_Exercise prompt_
Pick out each line of the material below that contains the string "exact", matching case, and copy those lines.

Items listed in a dataset
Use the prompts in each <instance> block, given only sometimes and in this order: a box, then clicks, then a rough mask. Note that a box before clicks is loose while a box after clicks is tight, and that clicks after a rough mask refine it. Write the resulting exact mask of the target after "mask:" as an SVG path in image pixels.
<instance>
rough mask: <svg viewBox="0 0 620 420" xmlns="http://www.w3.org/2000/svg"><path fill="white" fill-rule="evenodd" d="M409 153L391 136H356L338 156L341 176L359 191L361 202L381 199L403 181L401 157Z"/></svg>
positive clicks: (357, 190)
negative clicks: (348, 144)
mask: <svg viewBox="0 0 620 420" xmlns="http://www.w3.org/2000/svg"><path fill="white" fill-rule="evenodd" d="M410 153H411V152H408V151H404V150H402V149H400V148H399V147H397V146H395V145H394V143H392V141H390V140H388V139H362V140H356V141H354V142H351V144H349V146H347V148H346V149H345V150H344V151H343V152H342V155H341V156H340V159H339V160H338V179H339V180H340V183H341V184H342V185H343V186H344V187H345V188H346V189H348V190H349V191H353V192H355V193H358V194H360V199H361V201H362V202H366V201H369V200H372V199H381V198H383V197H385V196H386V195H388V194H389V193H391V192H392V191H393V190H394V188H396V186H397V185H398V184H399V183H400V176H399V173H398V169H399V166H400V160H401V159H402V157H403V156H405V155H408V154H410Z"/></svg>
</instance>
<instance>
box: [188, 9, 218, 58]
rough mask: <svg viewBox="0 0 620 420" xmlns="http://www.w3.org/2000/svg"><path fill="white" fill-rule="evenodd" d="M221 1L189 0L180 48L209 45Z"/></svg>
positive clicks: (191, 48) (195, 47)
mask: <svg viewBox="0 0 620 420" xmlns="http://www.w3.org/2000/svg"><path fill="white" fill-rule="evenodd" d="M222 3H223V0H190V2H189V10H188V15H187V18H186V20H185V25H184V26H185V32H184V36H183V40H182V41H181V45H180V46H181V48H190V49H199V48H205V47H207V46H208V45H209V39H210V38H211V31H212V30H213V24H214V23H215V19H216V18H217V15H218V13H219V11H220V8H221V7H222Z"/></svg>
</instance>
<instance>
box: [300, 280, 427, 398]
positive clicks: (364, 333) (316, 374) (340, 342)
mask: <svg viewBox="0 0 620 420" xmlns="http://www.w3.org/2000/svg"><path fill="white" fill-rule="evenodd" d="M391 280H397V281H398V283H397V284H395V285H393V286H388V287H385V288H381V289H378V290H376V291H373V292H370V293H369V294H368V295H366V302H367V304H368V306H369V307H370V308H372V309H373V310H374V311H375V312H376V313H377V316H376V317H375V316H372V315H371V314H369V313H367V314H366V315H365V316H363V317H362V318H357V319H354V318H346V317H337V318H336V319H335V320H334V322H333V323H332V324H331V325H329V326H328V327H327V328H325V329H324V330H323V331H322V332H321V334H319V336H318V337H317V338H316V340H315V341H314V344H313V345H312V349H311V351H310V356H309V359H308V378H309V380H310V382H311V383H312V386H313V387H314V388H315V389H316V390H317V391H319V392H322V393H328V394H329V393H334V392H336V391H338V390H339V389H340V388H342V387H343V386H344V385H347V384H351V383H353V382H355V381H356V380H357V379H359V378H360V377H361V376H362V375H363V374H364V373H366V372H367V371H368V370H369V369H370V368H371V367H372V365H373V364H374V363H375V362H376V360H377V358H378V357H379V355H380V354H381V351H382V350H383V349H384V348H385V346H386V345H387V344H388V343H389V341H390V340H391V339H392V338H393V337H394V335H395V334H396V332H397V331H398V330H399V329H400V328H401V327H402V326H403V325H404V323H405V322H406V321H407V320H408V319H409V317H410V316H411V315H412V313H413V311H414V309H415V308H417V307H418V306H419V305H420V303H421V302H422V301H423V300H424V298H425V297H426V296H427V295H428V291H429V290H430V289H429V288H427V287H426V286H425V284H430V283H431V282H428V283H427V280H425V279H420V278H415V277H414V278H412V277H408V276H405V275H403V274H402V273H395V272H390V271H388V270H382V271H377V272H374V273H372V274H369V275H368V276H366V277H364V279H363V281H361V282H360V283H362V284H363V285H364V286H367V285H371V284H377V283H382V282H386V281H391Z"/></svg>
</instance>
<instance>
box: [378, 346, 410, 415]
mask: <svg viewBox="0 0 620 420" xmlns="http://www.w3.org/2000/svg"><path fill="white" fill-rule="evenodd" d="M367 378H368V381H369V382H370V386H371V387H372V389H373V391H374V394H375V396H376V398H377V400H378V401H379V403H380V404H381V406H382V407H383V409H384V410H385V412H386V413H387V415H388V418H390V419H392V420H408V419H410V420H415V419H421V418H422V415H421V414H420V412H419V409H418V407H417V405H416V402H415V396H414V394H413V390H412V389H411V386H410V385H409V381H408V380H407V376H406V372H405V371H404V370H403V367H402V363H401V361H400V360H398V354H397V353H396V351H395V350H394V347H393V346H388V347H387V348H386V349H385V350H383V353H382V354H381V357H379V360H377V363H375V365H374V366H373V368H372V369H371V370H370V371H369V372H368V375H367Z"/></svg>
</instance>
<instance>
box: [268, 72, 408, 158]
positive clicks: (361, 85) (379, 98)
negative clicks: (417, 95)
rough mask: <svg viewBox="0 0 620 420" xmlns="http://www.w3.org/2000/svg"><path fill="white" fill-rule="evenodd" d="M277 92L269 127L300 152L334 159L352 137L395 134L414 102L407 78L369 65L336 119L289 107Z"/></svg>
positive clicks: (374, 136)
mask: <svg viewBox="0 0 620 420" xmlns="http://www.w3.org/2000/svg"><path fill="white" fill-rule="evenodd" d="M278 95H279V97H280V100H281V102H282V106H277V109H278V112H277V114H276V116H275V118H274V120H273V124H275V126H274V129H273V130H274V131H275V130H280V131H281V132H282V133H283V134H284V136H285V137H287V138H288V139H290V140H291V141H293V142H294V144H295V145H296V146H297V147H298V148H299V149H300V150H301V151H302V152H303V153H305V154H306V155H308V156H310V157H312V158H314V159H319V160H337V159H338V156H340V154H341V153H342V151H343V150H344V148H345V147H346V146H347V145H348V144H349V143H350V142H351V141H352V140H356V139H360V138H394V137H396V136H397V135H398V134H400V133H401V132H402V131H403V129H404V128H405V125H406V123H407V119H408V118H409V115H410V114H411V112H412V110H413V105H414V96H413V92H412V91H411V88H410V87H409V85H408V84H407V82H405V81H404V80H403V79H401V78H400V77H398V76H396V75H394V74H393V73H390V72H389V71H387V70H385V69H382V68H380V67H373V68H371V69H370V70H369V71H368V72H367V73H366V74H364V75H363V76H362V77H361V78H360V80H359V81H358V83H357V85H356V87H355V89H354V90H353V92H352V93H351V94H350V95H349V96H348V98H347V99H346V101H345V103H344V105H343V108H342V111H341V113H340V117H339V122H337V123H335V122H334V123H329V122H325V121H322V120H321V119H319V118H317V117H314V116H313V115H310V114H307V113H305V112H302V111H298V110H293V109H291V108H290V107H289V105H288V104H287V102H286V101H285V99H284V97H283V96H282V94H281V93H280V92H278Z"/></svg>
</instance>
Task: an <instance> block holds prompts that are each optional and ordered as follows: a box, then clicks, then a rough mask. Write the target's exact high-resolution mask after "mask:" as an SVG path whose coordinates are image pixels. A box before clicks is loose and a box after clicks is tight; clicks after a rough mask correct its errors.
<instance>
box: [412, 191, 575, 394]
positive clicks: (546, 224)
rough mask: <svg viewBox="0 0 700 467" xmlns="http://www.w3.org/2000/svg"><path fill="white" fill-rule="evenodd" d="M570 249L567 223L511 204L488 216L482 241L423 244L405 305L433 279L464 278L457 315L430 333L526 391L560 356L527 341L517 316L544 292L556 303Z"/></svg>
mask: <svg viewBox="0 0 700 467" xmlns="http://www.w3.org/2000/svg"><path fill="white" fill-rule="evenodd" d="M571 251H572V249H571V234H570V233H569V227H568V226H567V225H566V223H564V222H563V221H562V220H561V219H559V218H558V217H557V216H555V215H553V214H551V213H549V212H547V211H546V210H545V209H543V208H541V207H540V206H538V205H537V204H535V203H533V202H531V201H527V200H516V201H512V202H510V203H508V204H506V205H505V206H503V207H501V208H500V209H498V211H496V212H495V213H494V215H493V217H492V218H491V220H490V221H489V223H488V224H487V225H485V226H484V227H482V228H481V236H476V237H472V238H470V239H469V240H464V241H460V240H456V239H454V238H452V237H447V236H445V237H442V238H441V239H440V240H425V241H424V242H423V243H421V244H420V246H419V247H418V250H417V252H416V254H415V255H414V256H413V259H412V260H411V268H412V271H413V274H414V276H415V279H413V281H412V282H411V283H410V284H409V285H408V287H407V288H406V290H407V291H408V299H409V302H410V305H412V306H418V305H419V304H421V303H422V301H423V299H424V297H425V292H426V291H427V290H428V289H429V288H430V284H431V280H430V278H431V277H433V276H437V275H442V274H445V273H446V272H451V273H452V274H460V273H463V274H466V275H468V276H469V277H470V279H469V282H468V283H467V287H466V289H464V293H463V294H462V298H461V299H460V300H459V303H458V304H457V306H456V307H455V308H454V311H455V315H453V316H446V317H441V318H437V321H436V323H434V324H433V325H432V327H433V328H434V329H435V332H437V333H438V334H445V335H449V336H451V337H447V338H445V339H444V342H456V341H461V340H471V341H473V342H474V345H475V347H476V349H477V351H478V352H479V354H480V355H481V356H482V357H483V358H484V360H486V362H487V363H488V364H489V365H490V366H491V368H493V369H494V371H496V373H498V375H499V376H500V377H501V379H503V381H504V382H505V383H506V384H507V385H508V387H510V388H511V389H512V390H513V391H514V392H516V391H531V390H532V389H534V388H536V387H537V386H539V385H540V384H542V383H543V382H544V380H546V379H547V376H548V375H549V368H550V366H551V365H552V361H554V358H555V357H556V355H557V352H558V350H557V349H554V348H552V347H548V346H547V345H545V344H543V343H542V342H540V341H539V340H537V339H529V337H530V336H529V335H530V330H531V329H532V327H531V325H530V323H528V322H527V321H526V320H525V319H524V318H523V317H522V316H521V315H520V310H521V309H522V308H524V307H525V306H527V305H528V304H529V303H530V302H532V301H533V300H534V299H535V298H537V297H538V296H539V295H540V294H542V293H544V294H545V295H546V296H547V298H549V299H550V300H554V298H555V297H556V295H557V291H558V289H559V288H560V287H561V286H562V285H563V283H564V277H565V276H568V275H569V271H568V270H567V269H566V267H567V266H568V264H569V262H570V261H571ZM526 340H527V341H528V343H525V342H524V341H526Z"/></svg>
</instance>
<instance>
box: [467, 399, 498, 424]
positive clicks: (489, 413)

...

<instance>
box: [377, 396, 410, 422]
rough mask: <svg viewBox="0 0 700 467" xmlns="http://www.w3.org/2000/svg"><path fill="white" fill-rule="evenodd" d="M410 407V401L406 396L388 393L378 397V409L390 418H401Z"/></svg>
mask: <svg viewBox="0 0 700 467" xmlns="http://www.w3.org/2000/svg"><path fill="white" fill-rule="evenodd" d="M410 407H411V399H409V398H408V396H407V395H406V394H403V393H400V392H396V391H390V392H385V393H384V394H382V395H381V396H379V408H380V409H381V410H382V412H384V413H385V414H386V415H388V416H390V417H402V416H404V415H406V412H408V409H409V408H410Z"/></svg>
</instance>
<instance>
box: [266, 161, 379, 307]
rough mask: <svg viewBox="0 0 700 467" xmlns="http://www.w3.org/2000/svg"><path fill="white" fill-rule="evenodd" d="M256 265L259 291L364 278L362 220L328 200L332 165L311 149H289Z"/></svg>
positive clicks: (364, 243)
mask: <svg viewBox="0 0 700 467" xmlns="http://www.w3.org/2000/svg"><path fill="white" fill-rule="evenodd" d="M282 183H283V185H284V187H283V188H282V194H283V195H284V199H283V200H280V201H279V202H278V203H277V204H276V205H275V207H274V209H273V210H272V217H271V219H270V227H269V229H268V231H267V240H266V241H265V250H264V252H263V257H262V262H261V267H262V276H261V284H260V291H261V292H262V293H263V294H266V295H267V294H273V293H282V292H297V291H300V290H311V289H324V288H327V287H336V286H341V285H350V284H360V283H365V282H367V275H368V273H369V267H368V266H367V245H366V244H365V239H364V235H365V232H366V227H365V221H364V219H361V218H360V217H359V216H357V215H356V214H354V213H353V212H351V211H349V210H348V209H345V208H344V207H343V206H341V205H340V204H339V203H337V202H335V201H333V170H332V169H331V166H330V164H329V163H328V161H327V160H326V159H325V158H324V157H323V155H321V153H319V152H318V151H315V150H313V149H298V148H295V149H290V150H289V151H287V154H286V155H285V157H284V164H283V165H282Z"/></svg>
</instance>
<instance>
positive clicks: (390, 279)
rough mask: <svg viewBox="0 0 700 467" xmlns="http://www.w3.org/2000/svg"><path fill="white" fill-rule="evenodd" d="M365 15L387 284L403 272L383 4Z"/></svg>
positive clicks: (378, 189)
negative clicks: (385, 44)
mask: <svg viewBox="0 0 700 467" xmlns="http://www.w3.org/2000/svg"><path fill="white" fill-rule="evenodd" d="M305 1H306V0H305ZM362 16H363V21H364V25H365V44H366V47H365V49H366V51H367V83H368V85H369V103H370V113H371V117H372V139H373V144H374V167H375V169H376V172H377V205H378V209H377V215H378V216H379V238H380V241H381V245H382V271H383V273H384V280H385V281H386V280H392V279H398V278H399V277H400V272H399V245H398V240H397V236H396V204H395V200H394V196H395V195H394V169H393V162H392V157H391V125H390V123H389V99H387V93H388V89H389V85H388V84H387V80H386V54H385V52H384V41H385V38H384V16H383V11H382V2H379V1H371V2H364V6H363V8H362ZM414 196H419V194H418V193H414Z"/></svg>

_Answer_
Use the prompts in each <instance> block, given only sometimes and in this order: a box, then clicks, then a rough mask. Note that a box before clicks is loose while a box after clicks is tight, and that clicks after a rough mask refine it. Write the resulting exact mask of the target after "mask:" as an SVG path in image pixels.
Task: an <instance> block holds prompts that are each optional and ordered as follows: a box, then clicks, then a rough mask. Write the target's exact high-resolution mask after "mask:" as an SVG path whose coordinates are image pixels. A box before clicks is loose and a box after clicks is tight; clicks after a rough mask correct its errors.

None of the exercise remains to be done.